Description of the task:
List each line of the data below that contains the string "bark", copying every such line in full. Matching is case-sensitive.

Material shown:
──────
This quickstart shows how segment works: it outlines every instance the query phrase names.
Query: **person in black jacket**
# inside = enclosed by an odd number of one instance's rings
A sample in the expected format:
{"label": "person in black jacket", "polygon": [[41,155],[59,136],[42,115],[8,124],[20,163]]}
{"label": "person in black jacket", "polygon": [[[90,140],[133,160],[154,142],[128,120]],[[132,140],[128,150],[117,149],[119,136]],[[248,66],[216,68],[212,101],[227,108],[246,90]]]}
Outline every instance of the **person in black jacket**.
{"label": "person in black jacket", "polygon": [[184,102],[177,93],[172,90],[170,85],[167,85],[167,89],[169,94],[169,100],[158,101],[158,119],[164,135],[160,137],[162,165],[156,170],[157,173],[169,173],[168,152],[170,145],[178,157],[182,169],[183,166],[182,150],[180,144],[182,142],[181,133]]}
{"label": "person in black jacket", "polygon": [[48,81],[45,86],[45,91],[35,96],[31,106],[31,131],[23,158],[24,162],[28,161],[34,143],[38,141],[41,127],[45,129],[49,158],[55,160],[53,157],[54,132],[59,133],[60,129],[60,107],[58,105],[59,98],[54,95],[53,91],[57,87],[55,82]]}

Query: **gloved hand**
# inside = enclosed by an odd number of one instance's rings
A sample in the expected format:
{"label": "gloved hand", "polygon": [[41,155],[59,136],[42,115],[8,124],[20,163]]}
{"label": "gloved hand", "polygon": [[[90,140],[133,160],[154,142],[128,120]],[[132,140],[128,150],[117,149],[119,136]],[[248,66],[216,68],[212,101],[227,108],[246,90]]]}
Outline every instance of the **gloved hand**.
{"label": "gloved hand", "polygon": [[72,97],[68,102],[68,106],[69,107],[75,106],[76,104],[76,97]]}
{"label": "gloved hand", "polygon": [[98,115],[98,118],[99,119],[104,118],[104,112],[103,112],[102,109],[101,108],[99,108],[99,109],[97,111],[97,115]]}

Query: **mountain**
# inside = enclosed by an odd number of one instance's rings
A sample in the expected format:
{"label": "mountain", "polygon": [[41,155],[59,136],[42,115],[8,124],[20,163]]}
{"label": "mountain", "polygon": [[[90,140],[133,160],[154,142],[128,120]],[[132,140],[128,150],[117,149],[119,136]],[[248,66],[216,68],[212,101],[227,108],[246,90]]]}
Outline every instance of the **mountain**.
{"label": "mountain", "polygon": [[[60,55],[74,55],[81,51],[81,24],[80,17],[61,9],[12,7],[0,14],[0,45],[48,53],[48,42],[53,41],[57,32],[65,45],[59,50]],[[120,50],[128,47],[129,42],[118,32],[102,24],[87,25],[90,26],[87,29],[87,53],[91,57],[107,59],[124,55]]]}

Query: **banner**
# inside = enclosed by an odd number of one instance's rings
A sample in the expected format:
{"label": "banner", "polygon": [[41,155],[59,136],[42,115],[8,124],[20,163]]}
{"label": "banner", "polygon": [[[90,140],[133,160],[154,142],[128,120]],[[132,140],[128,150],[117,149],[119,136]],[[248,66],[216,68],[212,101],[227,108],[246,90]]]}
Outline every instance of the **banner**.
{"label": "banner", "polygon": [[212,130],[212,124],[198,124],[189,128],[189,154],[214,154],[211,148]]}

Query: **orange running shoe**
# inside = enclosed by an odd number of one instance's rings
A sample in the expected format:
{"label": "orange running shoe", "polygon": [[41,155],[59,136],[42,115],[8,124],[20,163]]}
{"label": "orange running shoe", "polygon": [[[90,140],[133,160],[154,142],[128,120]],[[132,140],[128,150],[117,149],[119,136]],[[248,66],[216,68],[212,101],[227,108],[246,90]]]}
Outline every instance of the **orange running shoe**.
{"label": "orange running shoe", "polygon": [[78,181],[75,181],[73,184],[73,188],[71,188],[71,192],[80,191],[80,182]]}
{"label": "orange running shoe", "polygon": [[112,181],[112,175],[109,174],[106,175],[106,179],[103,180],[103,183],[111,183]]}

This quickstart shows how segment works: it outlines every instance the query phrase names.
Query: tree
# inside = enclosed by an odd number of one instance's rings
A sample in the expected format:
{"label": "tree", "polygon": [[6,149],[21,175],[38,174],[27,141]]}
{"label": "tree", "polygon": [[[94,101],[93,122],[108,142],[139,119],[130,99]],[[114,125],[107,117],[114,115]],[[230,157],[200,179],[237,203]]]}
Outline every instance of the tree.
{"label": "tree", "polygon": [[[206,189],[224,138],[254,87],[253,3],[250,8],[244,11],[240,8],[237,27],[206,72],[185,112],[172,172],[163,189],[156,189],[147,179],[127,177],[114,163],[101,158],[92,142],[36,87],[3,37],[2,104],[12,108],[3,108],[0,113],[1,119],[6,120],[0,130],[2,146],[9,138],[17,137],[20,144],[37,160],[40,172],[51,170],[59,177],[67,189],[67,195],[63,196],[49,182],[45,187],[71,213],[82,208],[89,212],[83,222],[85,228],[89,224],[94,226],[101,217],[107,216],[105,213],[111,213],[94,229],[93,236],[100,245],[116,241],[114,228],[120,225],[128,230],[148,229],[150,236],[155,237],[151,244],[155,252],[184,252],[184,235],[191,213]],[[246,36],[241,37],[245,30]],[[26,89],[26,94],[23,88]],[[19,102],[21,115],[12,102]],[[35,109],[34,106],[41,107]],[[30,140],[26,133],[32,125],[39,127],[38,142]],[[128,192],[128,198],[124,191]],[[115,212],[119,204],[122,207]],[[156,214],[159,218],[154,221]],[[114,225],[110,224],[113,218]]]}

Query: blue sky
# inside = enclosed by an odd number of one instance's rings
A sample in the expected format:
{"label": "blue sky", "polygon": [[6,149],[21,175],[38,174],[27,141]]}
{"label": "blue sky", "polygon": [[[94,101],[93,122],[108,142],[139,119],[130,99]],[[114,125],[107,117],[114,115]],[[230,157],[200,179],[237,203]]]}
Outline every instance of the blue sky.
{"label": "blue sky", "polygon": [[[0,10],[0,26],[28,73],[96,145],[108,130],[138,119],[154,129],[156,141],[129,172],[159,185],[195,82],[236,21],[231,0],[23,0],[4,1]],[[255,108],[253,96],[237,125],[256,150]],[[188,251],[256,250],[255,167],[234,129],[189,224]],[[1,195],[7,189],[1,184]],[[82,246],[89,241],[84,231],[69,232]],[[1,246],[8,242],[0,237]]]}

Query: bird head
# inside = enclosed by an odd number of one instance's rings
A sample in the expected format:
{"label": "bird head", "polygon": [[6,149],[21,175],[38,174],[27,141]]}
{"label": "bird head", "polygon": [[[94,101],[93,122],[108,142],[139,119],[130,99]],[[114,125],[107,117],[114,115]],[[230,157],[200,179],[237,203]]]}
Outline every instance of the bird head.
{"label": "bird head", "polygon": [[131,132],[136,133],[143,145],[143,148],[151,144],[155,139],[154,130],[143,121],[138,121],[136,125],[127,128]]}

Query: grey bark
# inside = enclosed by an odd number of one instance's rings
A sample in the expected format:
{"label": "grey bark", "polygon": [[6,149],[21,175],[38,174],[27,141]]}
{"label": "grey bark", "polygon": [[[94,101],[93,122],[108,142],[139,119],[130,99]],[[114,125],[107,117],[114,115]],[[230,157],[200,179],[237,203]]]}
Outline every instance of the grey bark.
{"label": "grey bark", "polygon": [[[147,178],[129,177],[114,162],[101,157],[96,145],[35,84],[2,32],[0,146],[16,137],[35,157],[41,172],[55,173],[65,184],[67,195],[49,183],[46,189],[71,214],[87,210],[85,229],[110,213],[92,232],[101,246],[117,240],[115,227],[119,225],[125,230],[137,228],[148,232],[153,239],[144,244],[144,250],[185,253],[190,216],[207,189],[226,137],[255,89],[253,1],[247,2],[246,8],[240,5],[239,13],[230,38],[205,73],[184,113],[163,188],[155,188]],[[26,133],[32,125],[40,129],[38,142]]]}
──────
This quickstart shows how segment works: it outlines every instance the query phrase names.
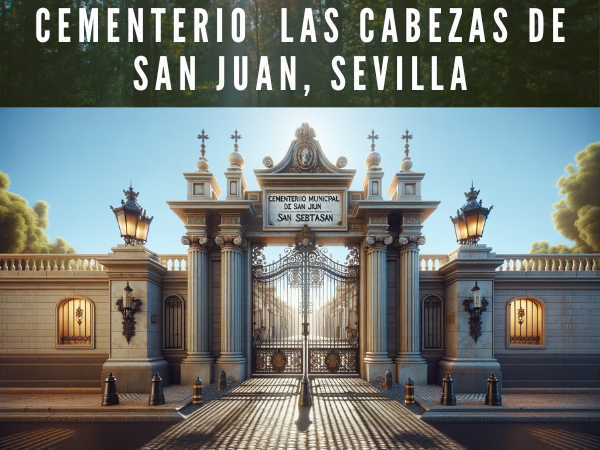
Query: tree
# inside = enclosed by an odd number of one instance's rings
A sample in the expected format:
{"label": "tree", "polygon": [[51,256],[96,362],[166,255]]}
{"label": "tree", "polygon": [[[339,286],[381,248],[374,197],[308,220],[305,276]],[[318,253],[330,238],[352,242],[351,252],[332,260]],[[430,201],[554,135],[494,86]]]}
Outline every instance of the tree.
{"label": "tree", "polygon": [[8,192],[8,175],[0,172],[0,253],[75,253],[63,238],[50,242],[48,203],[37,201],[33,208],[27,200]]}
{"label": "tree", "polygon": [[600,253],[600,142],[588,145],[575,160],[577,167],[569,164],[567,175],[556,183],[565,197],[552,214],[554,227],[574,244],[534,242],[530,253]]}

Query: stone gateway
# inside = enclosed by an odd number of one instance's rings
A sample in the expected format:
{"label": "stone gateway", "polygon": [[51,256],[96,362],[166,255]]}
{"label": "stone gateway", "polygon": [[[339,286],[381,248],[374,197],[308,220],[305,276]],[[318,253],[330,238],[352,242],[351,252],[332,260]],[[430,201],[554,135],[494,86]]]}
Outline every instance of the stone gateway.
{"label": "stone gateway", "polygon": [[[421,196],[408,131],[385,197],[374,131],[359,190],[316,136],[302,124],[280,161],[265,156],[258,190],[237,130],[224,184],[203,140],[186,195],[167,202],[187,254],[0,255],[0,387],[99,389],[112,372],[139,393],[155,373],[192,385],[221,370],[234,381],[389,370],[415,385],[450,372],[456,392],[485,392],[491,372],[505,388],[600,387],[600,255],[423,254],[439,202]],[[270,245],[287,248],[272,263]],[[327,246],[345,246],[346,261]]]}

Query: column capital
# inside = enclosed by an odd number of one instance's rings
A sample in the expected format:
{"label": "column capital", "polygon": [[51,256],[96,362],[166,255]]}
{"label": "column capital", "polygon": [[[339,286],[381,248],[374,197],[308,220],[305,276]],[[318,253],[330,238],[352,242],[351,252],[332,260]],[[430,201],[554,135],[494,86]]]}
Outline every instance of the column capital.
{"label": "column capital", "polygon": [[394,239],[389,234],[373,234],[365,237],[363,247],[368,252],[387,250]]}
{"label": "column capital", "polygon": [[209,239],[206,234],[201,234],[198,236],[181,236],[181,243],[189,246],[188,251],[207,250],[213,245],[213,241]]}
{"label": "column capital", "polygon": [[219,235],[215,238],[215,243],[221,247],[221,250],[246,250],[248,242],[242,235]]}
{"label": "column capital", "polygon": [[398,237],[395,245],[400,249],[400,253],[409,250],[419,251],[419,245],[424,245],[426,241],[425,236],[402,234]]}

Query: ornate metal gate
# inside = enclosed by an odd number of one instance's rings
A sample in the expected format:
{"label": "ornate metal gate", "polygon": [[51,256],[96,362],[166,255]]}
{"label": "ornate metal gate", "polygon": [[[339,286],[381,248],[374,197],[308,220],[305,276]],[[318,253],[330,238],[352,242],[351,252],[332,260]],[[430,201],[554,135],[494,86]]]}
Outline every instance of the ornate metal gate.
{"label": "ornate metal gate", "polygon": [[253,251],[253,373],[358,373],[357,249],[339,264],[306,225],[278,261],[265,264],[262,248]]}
──────
Expected output:
Query: grey bark
{"label": "grey bark", "polygon": [[6,149],[21,175],[38,174],[27,141]]}
{"label": "grey bark", "polygon": [[[94,101],[93,122],[108,142],[139,119],[130,99]],[[114,125],[107,117],[114,115]],[[230,157],[200,179],[237,203]]]}
Outline every instance of the grey bark.
{"label": "grey bark", "polygon": [[[147,178],[129,177],[114,162],[101,157],[96,145],[35,84],[2,32],[0,146],[16,137],[35,157],[41,172],[55,173],[65,184],[67,195],[49,183],[46,189],[71,214],[87,210],[85,229],[110,213],[92,232],[101,246],[117,240],[115,227],[119,225],[125,230],[137,228],[148,232],[153,239],[144,244],[144,250],[185,253],[190,216],[207,189],[226,137],[255,89],[253,1],[247,2],[246,8],[240,5],[239,13],[230,38],[205,73],[184,113],[163,188],[155,188]],[[26,133],[32,125],[40,129],[38,142]]]}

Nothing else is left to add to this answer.